#### AUFGABENSTELLUNG:
Geben Sie die nachstehende Auflistung vollständig und Zeile für Zeile wortgetreu wieder.

#### VORLIEGENDE AUFLISTUNG:
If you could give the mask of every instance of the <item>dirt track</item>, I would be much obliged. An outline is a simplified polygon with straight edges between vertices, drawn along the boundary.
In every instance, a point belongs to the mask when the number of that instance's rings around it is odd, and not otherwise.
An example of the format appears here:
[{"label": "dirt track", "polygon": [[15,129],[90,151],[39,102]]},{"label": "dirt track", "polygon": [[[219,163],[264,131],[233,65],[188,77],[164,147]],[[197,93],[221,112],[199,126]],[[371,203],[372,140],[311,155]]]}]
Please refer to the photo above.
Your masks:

#### SCHRIFTLICHE ANTWORT:
If you could give the mask of every instance of the <item>dirt track</item>, I would be much obliged. An outline is a simplified polygon with straight edges between vertices, drawn along the boundary.
In every instance, a point belongs to the mask when the number of that instance's rings around it is odd, and not otherwise.
An example of the format appears here:
[{"label": "dirt track", "polygon": [[15,129],[90,151],[39,102]]},{"label": "dirt track", "polygon": [[[219,163],[264,131],[233,65],[188,77],[164,147]],[[197,93],[221,112],[199,126]],[[371,203],[372,140],[311,155]]]}]
Please refer to the photo above.
Your masks:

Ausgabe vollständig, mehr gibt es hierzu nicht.